▶ _Records for the task_
┌────────

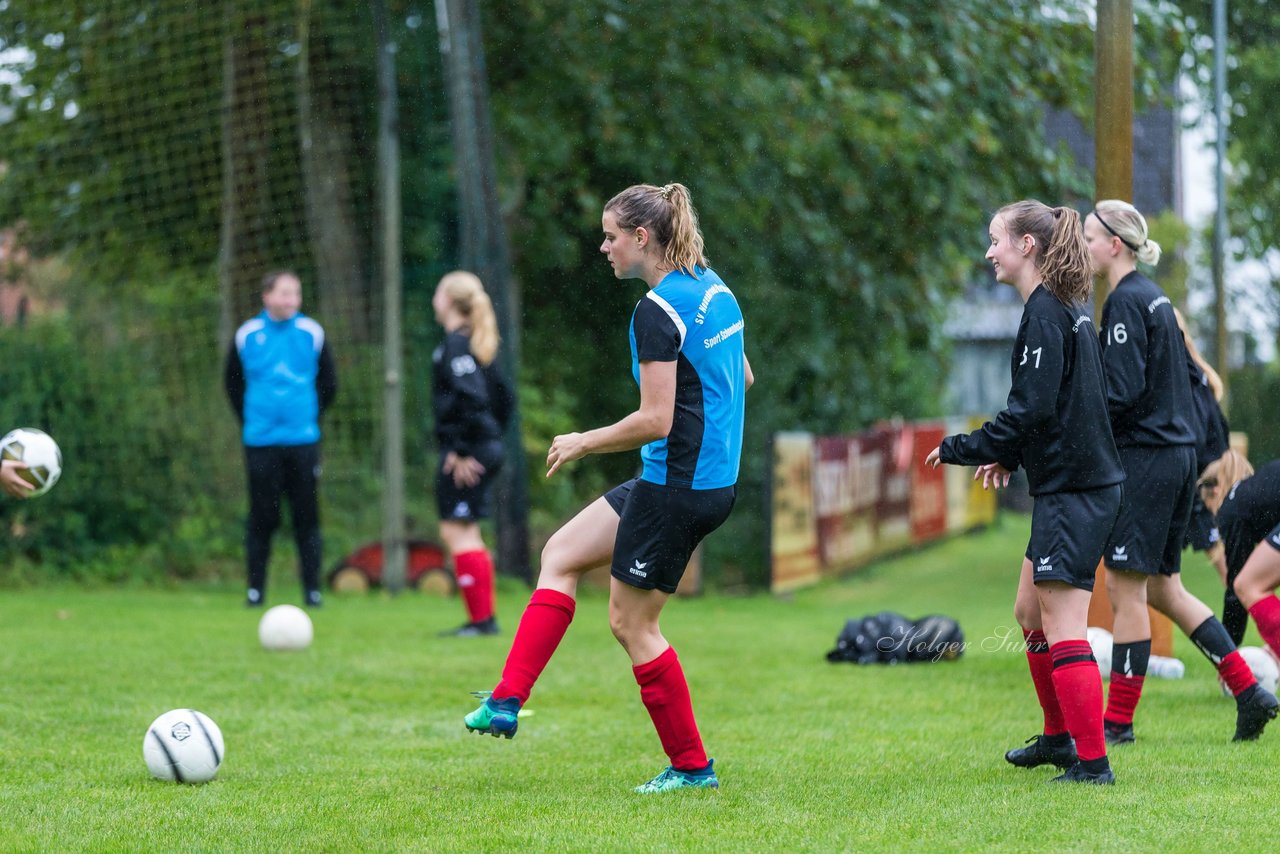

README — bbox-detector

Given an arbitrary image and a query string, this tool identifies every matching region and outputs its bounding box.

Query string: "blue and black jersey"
[1101,270,1196,448]
[631,268,746,489]
[223,310,338,448]
[941,287,1124,495]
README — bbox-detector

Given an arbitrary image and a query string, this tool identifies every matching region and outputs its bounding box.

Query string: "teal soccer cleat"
[462,691,520,739]
[635,759,719,795]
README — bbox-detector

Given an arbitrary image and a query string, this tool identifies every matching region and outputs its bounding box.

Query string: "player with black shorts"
[465,184,753,794]
[431,270,512,638]
[1084,200,1275,744]
[925,201,1124,784]
[1197,451,1280,706]
[1174,309,1249,635]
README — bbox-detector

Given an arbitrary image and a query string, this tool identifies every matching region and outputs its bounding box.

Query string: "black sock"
[1080,754,1111,773]
[1192,617,1235,667]
[1111,638,1151,676]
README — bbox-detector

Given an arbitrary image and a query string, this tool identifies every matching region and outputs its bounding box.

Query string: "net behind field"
[0,0,438,575]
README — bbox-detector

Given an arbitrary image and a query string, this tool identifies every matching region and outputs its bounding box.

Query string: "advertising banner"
[813,435,882,574]
[769,433,819,593]
[911,421,950,544]
[870,424,914,554]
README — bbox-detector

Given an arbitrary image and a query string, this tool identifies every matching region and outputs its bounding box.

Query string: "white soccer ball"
[1217,647,1280,697]
[142,709,225,782]
[0,428,63,498]
[257,604,312,649]
[1085,626,1112,679]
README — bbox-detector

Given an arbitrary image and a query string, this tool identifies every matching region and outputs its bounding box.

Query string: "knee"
[609,607,658,649]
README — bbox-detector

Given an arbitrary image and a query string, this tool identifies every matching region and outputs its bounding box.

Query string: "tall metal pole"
[1213,0,1228,394]
[1093,0,1133,318]
[370,0,408,593]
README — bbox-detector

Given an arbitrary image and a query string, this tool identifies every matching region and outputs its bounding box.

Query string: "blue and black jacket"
[224,310,338,448]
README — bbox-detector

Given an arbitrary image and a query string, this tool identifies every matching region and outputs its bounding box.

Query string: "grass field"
[0,516,1280,851]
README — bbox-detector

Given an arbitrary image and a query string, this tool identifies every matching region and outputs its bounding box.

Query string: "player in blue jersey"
[224,270,338,608]
[466,184,753,794]
[925,201,1124,785]
[1084,200,1276,744]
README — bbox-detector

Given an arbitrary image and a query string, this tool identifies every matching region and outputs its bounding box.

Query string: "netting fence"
[0,0,451,580]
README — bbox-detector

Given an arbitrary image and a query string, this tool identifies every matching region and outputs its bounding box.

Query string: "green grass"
[0,517,1280,851]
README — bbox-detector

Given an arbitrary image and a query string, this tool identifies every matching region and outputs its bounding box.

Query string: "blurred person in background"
[1174,309,1249,637]
[224,270,338,608]
[431,270,512,638]
[1197,451,1280,670]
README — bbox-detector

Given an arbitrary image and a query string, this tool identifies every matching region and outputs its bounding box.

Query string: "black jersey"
[431,332,506,457]
[1102,270,1196,448]
[942,287,1124,495]
[1217,460,1280,577]
[1187,353,1231,472]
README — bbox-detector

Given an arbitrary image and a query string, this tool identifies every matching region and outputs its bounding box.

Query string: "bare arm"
[547,361,676,478]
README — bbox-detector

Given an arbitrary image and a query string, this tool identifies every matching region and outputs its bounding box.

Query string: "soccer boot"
[1231,685,1280,741]
[440,617,499,638]
[1005,732,1075,768]
[635,759,719,795]
[1050,757,1116,786]
[462,691,520,739]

└────────

▶ _Exercise details_
Copy the rows above verbatim, from the start of the rows through the line holding "[870,424,914,554]", including both ends. Leave the pictures out of your answer.

▶ _Answer to this task_
README — bbox-detector

Given an arbitrary image and a query string, this tool identifies every matching region and outputs its bounding box.

Query string: "blue and black jersey"
[1101,270,1196,448]
[631,268,746,489]
[223,310,338,448]
[941,287,1124,495]
README — bbox-detector

Given an arbitrary image and a query string, this tool identifies every matching region and outputs its bounding box.

Query string: "teal soccer cleat"
[462,691,520,739]
[635,759,719,795]
README — bbox-detector

Given an arbitrary image and a query string, this tool identifies every matching region and outputs its bounding box.

Query string: "player with black shorts"
[465,184,753,794]
[431,270,512,638]
[1084,200,1275,744]
[925,201,1124,784]
[1197,451,1280,706]
[1174,309,1249,635]
README — bbox-detector

Given an arbitrary image and a query string, this tool identifies every matching region and outputs its bounding box.

Query string: "black sock"
[1080,754,1111,773]
[1192,617,1235,667]
[1111,638,1151,676]
README — bbox-detector

Given an arbitrary image and a query string, this tool identifies every matching region and outputs its bounding box.

Query string: "net behind field"
[0,0,438,575]
README — bbox-detector

Given an arbitrary image and a query string, this tool identifies every matching region and outputs its bounding box.

Query string: "advertising banner"
[813,435,882,574]
[769,433,819,593]
[911,421,950,544]
[870,424,914,554]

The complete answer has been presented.